SOURCE TEXT.
Op-Med is a collection of original articles contributed by Doximity members.
I stood staring out the window, crying silently. The bright, southern California sunshine was irrelevant, the palm trees an ironic symbol of an oasis that I could not find. I had lost the first patient that I knew well and with whom I had a deep personal relationship.
Judy*, a teenager, had leukemia in the days before high technology bone marrow transplants and sophisticated chemotherapy. She was dying. Her hematologist and I were in constant contact as I ordered enough intravenous drugs to minimize her pain but still allow her to communicate with her mother and me, which she ardently desired.
I had other responsibilities on the pediatric ward, but I kept returning to Judy’s beside whenever I could. During one of my absences, she told her mother that she was really tired of fighting her disease, and her mother told her it was alright to stop. Her mother gave her permission to die. The next time I returned, she was gone.
Her mother told me that one of the last things she said was, “Where is Doctor Stern?”
Besides my sorrow at her death, I also felt that I had let her down. I felt that after all our time together I should have been sensitive enough to sense the time and should have been there. It was as though I had eliminated all that we had meant to each other because I blew the most important moment. I cried with her mother and signed the appropriate papers, but then I needed to cry for myself — for my fallibility, my lack of omnipotence.
I went to a deserted corridor outside to cry, and after a few moments I sensed another person. One of the maintenance men with whom I often joked and talked with was looking at me silently. I turned my tear-stained face to him and he silently held out his hand. It held a fresh, red apple. Even though he had no idea where my pain came from, I realize this was a spontaneous expression of his sympathy, and his statement of our connection, however fragile. I understood it to mean that I was all right, whatever inadequacies I thought I had realized; that there are ways to make pain better and go on, forgiving ourselves along the way. I took the apple and his empathy at the same moment.

GIVEN RECORDS.
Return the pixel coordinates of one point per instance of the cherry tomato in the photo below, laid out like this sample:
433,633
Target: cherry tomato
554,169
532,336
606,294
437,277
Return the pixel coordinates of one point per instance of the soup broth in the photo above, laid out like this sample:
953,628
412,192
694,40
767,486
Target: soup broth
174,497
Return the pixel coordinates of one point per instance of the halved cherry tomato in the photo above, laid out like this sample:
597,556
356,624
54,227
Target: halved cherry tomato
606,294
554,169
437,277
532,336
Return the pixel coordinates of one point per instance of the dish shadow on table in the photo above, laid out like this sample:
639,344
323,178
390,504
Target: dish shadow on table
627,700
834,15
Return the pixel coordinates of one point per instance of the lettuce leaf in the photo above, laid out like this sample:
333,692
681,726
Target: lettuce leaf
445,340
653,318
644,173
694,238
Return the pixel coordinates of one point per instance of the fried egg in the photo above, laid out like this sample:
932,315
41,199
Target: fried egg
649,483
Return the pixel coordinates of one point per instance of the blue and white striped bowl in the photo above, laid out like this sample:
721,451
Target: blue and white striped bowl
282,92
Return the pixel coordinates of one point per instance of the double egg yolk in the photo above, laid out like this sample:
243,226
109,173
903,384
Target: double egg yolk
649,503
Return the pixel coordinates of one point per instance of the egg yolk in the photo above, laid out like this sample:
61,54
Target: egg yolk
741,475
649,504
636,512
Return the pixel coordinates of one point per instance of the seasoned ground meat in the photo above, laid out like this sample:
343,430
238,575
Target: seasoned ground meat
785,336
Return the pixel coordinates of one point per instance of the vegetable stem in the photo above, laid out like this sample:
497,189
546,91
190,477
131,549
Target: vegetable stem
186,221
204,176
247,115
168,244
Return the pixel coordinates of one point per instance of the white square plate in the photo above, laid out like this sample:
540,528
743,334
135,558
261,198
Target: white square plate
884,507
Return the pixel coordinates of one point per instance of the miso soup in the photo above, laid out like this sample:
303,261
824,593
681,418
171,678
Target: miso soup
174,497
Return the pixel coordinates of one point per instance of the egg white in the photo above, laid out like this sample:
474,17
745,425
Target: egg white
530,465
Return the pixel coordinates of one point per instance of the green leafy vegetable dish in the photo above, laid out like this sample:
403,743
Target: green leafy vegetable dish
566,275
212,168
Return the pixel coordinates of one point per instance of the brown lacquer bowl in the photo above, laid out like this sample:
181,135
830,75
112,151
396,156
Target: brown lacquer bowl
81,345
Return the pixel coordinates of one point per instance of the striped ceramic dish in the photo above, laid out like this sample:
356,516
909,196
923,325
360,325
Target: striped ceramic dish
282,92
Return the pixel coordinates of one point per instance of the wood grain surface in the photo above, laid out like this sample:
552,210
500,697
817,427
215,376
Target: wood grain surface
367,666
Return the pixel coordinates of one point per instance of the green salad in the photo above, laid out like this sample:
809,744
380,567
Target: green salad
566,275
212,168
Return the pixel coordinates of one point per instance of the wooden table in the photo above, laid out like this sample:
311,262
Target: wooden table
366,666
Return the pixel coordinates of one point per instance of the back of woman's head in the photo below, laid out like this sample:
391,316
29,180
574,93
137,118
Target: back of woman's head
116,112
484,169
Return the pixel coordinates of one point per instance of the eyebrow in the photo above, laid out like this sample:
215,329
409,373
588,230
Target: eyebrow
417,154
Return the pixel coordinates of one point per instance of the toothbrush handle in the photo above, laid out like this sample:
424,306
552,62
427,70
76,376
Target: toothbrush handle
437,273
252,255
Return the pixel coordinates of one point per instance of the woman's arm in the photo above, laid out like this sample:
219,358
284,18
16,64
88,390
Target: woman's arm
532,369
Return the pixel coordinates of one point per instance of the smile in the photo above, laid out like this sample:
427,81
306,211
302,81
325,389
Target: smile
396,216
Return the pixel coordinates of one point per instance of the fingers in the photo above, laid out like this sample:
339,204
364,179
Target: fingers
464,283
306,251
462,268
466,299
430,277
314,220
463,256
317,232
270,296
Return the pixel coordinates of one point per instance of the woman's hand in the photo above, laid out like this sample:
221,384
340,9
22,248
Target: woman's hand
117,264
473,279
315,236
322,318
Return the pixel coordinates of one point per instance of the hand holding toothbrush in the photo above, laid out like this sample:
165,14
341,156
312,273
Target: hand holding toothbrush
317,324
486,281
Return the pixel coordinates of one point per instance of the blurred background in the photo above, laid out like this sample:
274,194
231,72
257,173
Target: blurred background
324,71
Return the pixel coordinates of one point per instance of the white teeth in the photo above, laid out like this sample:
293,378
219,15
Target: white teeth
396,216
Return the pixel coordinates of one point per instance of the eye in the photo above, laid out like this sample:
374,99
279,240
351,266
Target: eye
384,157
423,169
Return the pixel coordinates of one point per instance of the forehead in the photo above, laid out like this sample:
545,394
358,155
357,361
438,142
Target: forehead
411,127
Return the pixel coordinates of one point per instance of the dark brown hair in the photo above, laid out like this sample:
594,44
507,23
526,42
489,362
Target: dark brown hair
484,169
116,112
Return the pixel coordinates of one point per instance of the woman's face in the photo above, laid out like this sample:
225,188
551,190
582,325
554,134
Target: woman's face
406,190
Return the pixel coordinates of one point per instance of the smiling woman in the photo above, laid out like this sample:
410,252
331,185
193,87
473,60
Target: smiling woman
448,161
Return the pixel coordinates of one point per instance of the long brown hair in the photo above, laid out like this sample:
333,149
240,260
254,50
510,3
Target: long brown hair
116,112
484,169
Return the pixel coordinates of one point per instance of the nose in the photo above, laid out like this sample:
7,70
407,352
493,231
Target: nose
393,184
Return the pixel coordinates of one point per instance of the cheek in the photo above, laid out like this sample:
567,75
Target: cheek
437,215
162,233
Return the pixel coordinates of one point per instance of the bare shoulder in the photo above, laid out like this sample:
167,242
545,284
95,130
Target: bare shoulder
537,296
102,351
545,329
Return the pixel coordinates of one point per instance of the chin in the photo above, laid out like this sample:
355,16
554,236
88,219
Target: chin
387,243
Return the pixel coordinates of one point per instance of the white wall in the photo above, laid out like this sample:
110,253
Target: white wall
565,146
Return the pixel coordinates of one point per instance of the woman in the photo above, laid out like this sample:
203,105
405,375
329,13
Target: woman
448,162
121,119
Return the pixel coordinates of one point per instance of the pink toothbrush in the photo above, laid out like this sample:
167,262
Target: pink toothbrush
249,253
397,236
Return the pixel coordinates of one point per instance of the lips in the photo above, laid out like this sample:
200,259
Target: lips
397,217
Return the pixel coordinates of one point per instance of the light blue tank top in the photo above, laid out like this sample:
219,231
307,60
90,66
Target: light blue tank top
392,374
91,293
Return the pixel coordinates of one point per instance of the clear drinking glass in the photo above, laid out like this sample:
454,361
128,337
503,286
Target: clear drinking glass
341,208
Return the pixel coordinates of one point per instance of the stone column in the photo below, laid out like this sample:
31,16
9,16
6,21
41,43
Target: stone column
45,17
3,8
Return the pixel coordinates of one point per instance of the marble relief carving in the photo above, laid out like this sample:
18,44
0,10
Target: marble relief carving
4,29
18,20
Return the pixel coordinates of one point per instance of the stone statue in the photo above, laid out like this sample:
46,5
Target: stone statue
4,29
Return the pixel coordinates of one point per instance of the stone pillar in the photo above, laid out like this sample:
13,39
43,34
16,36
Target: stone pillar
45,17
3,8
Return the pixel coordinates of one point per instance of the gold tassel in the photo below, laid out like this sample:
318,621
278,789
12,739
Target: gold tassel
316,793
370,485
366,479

TASKS.
[a] In the Op-Med essay, what did the maintenance man hold out in his hand?
[b] Set down the part of the Op-Med essay starting at "I went to a" and ending at "the same moment.".
[c] Write the next part of the Op-Med essay, picking up after its final sentence.
The records come from a source separate from the Op-Med essay.

RESPONSES.
[a] A fresh, red apple.

[b]
I went to a deserted corridor outside to cry, and after a few moments I sensed another person. One of the maintenance men with whom I often joked and talked with was looking at me silently. I turned my tear-stained face to him and he silently held out his hand. It held a fresh, red apple. Even though he had no idea where my pain came from, I realize this was a spontaneous expression of his sympathy, and his statement of our connection, however fragile. I understood it to mean that I was all right, whatever inadequacies I thought I had realized; that there are ways to make pain better and go on, forgiving ourselves along the way. I took the apple and his empathy at the same moment.

[c]
People often do not know what to say, so they say nothing. That only serves to isolate us farther from each other. Parents who have lost their children, for example, tell me that friends will avoid talking about their dead child, probably thinking that is is too painful to bring up and not knowing what to say anyway. If a moment comes when the departed child would have enjoyed something or a holiday arrives with the child conspicuously absent, telling parents that you are so sorry that child isn’t with them to share it is not a painful recollection but a comforting reassurance of the child’s life and meaning. I have learned from my patients that it almost doesn’t matter what you say as long as you make some kind of contact. Over the next 45 years, I have allowed myself to take comfort wherever I can find it, often from my patients.
I even found comfort from a two-year-old once. One early morning, my husband and I woke to a powerful earthquake. After checking on our loved ones, I chartered a helicopter to reach our practice, as the only highway into the valley had collapsed, leaving our patients isolated. The next several days were filled with aftershocks and chaos — the hospital was running on no water, no usable office, and we were working out of a dark, dirty, unoccupied pharmacy. By the third day, I was out of adrenaline, running on obscure hormones my body was dredging up out of some ancient survival mechanism.
Then I saw Monique*, a beloved toddler with a perpetually inquisitive expression and hair that bounced when she walked. She was waiting to see my partner, but I bent down and said, “Monique, I need a hug.” She reached up and hugged me hard around my neck, patting me on the back as we embraced. I couldn’t believe how comforting those little pats felt. As I walked away, refreshed and ready to work some more, I felt ashamed that a big, strong, independent woman like me took comfort from a toddler. Then I rethought it.
What’s wrong with taking comfort from anyone or anyplace you can find it? Comfort can come from the most unexpected quarters, and we should be ready to accept it where we find it.
*Patient names have been changed for confidentiality.